■ What is required: Emit a verbatim copy of the lines running from the line with "Consider the photo above. For every instance of the road, which" through the end of the material below.

■ Raw records:
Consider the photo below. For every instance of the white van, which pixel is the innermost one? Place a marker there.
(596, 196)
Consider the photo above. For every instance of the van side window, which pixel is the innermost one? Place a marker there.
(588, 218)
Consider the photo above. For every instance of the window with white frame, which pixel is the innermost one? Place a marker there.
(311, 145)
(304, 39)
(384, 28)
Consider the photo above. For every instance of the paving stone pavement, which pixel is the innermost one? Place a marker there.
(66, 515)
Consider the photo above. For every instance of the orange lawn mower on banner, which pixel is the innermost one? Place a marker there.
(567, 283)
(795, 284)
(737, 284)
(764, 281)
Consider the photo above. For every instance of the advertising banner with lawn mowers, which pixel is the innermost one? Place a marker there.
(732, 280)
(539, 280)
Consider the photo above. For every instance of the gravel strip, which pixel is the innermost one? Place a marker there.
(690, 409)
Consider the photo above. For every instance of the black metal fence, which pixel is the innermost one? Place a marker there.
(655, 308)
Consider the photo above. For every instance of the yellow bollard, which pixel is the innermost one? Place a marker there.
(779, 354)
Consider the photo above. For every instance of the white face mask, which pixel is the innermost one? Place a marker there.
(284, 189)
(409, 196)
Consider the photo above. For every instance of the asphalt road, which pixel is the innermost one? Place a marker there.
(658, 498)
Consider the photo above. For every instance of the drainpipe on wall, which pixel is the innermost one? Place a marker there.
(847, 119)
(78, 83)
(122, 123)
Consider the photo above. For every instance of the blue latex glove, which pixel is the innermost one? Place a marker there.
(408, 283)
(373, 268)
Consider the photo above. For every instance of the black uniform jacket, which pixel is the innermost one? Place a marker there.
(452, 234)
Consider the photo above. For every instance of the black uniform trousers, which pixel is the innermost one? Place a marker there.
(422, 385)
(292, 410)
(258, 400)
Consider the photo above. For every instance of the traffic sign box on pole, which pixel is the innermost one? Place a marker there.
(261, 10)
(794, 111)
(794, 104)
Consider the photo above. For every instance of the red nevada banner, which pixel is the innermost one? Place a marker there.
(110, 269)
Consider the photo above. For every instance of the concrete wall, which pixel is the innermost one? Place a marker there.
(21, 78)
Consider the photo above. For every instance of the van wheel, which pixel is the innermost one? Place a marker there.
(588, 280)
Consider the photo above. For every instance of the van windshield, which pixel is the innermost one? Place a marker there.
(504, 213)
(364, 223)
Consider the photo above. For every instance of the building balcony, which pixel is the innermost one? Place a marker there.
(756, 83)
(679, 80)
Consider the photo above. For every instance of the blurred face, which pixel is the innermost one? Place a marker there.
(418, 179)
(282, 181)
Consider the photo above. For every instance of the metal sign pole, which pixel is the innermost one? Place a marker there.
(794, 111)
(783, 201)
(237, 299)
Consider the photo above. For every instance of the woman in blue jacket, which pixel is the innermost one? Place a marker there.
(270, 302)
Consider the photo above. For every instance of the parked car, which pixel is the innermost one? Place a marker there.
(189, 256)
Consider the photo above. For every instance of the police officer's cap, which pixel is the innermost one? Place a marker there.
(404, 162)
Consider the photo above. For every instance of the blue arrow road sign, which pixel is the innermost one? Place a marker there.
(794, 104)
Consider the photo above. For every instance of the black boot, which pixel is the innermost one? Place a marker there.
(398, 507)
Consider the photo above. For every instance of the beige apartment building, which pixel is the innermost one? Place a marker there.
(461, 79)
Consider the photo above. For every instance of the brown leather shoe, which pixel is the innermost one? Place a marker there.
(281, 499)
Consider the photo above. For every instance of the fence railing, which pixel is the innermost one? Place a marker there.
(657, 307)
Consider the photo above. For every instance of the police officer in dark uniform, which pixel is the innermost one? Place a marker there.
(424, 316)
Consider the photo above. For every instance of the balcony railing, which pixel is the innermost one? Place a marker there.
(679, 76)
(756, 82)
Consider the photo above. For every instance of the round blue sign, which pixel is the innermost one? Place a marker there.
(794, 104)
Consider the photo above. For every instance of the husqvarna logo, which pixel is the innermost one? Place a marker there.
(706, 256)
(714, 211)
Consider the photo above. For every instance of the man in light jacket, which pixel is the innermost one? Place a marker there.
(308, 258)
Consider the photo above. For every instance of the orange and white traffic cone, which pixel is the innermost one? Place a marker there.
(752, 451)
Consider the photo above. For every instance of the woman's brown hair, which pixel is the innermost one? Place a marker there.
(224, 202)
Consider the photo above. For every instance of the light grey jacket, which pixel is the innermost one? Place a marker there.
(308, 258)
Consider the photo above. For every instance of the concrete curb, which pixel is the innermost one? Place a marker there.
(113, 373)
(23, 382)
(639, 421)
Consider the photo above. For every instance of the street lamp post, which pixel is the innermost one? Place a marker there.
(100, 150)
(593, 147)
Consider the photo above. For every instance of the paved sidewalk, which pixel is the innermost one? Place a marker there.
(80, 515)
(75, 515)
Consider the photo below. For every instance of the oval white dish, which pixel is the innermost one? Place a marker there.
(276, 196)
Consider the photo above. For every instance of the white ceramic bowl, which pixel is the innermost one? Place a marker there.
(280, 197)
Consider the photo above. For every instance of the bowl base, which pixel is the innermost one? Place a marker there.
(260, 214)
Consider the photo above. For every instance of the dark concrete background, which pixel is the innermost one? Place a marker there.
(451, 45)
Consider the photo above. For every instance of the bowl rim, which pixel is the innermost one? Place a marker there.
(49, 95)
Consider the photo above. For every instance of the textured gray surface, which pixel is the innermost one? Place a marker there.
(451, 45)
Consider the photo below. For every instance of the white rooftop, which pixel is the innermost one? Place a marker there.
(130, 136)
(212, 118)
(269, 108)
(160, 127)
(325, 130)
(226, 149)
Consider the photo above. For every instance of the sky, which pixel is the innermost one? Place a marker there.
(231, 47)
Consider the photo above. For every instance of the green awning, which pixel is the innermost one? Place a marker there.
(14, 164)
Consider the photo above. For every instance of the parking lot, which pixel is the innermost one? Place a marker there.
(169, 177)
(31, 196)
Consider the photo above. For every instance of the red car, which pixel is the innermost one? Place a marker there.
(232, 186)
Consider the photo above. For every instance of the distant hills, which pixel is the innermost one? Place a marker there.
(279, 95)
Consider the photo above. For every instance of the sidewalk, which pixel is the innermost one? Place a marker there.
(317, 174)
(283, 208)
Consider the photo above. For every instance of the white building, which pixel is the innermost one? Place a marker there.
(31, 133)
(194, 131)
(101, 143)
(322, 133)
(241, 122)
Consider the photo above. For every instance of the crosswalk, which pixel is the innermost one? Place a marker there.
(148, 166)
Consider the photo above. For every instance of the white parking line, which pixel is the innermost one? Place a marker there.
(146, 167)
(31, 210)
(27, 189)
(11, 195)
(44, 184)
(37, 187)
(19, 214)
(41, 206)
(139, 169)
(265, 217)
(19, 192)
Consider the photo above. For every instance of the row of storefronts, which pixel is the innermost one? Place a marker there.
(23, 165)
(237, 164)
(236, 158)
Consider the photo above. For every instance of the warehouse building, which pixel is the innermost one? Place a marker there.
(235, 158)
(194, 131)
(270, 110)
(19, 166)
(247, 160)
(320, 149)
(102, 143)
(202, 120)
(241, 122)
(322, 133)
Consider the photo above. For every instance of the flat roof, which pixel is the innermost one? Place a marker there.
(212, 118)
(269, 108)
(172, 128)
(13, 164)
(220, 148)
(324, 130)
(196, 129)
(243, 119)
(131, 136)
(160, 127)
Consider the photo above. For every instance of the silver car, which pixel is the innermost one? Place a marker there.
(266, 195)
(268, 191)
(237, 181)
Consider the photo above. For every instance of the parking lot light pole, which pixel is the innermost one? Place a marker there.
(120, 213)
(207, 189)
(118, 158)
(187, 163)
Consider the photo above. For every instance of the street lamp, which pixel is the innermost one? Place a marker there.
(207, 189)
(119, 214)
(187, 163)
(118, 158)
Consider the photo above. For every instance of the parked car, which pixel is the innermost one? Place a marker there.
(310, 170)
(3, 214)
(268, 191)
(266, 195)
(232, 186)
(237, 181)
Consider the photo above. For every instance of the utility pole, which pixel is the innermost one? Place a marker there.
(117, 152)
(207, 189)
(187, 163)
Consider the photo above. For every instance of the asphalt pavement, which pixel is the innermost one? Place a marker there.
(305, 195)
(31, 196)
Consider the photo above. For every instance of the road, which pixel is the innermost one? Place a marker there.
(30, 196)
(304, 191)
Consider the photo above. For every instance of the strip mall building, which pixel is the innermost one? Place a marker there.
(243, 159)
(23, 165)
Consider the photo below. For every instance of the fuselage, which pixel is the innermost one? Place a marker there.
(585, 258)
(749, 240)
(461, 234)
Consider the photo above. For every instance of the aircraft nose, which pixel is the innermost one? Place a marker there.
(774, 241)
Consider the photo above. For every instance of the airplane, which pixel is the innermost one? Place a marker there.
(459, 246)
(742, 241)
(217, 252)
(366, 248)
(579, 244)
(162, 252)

■ Exercise answer:
Consider the photo above. For every instance of the road, which pixel is the innermost one? Place a marker there.
(30, 196)
(304, 191)
Consider the photo above. For every instance of the strip mall building, which pixel is the innermost one? Place a marker there.
(243, 159)
(23, 165)
Consider the photo below. For every instance of the fuselage, which pixel is the innermost one? Place a marker there.
(585, 258)
(749, 240)
(461, 234)
Consider the photo above. For every instance of the aircraft nose, which pixel is the innermost one? Place a marker there.
(774, 241)
Consider the photo above. For every instance of the airplane, which pixel is the innermost one? Place a marker there.
(459, 246)
(742, 241)
(217, 252)
(366, 248)
(579, 244)
(162, 252)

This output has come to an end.